> _Aufgabe 1_
Gib aus dem Textausschnitt über die Pariser Traviata-Aufführung den Abschnitt zwischen „von Giuseppe Verdi“ und „Jian-Hong Zhao (Commissario)“ einschließlich wortgetreu wieder.
> _Aufgabe 2_
Wer dirigierte laut dem Textausschnitt über die Pariser Traviata-Aufführung?

> _Textausschnitt_
################

LA TRAVIATA – Paris, Opéra Bastille

von Giuseppe Verdi (1813-1901), Oper in drei Akten, Libretto: Francesco Maria Piave nach Alexandre Dumas, UA: 6. März 1853 Venedig, Teatro La Fenice

Regie: Benoît Jacquot, Bühne: Sylvain Chauvelot, Kostüme: Christian Gasc, Licht: André Diot, Choreographie: Philippe Giraudeau

Dirigent: Dan Ettinger, Chor und Orchester der Opéra National de Paris, Choreinstudierung:José Luis Basso

Solisten: Ermonela Jaho (Violetta Valéry), Anna Pennisi (Flora Bervoix), Cornelia Oncioiu(Annina), Francesco Meli (Alfredo Germont), Dimitri Hvorostovsky (Giorgio Germont), Kevin Amiel (Gastone, Visconte de Letorières), Fabio Previati (Il Barone Douphol), Florian Sempey (Il Marchese D’Obigny), Antoine Garcin (Dottore Grenvil), Nicolas Marie (Giuseppe), Shin Jae Kim (Domestico), Jian-Hong Zhao (Commissario)

Besuchte Aufführung: 8. September 2014 (Première)

Paris TraviataKurzinhalt

Bei einem Fest im eigenen Hause lernt die berühmte Kurtisane Violetta  den schönen Alfredo Germont kennen, der in Liebe zu ihr entbrennt. Auf seine Bitte akzeptiert sie, ihr bisheriges Leben aufzugeben. Alfred ist glücklich, als sie darauf ein ruhiges Leben in einem Haus auf dem Lande führen, aber entdeckt bald, daß Violetta sich ruiniert, um ihren Lebensunterhalt zu bestreiten. Alfredo fährt nach Paris, um sie für ihr ihre Ausgaben zu vergüten. In seiner Abwesenheit, erscheint Alfredos  Vater, der sie auffordert, auf ihr Leben mit seinem Sohn zu verzichten, um die Hochzeit seiner Schwester nicht zu kompromittieren. Violetta willigt ein, obwohl es ihr das Herz bricht und schreibt einen Abschiedsbrief an Alfredo. Kurz darauf sehen sie einander auf einem Fest wieder. Alfredo, der die wahren Gründe nicht kennt, fühlt sich betrogen und erniedrigt sie vor allen Gästen. Während ganz Paris  Karneval feiert, liegt Violetta, von allen verlassen, im Sterben. Durch einen Brief von Alfredos Vater erfährt sie, daß er seinem Sohn alles gestanden hat. Alfredo erscheint, um seine Geliebte um Verzeihung zu bitten. Violetta stirbt, in seinen Armen.

################

> _Bereitgestellte Einträge_

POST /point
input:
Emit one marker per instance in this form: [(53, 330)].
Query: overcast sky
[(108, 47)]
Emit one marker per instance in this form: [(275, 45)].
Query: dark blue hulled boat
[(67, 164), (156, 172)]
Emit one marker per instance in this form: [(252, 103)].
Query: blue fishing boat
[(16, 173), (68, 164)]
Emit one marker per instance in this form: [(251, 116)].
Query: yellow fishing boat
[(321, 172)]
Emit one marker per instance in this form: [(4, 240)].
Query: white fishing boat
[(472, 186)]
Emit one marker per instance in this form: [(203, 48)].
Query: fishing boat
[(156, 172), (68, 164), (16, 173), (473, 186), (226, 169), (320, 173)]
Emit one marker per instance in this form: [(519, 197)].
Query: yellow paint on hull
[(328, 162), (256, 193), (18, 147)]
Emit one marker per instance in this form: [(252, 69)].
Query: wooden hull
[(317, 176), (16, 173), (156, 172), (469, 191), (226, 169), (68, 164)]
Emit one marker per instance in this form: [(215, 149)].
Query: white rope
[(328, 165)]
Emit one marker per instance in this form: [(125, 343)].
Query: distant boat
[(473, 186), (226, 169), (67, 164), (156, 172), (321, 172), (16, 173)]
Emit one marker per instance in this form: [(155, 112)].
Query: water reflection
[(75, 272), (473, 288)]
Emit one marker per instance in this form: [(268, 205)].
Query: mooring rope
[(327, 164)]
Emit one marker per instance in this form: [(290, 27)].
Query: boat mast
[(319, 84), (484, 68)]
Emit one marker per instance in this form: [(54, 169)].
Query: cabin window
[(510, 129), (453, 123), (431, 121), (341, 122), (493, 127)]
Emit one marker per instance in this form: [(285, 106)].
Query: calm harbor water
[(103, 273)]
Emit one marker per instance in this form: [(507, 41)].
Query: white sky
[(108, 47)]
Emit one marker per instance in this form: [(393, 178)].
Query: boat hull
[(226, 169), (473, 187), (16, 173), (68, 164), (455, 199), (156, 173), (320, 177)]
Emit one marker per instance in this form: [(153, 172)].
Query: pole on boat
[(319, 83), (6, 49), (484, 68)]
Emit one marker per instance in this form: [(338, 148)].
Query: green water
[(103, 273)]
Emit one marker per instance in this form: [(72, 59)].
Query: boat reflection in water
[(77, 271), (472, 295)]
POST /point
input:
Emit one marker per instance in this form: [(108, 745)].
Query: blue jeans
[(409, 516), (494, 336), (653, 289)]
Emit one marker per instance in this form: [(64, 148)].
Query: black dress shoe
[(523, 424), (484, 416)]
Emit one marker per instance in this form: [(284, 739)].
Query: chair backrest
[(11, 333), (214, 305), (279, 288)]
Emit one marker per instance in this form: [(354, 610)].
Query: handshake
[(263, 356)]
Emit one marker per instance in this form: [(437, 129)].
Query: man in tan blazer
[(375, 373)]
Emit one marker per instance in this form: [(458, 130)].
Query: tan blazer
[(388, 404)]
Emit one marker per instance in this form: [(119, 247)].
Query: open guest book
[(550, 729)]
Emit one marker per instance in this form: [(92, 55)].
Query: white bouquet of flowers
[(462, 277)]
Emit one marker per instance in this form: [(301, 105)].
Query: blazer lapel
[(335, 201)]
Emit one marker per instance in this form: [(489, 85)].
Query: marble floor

################

> _Endgültige Antwort 1_
von Giuseppe Verdi (1813-1901), Oper in drei Akten, Libretto: Francesco Maria Piave nach Alexandre Dumas, UA: 6. März 1853 Venedig, Teatro La Fenice

Regie: Benoît Jacquot, Bühne: Sylvain Chauvelot, Kostüme: Christian Gasc, Licht: André Diot, Choreographie: Philippe Giraudeau

Dirigent: Dan Ettinger, Chor und Orchester der Opéra National de Paris, Choreinstudierung:José Luis Basso

Solisten: Ermonela Jaho (Violetta Valéry), Anna Pennisi (Flora Bervoix), Cornelia Oncioiu(Annina), Francesco Meli (Alfredo Germont), Dimitri Hvorostovsky (Giorgio Germont), Kevin Amiel (Gastone, Visconte de Letorières), Fabio Previati (Il Barone Douphol), Florian Sempey (Il Marchese D’Obigny), Antoine Garcin (Dottore Grenvil), Nicolas Marie (Giuseppe), Shin Jae Kim (Domestico), Jian-Hong Zhao (Commissario)

> _Endgültige Antwort 2_
Dan Ettinger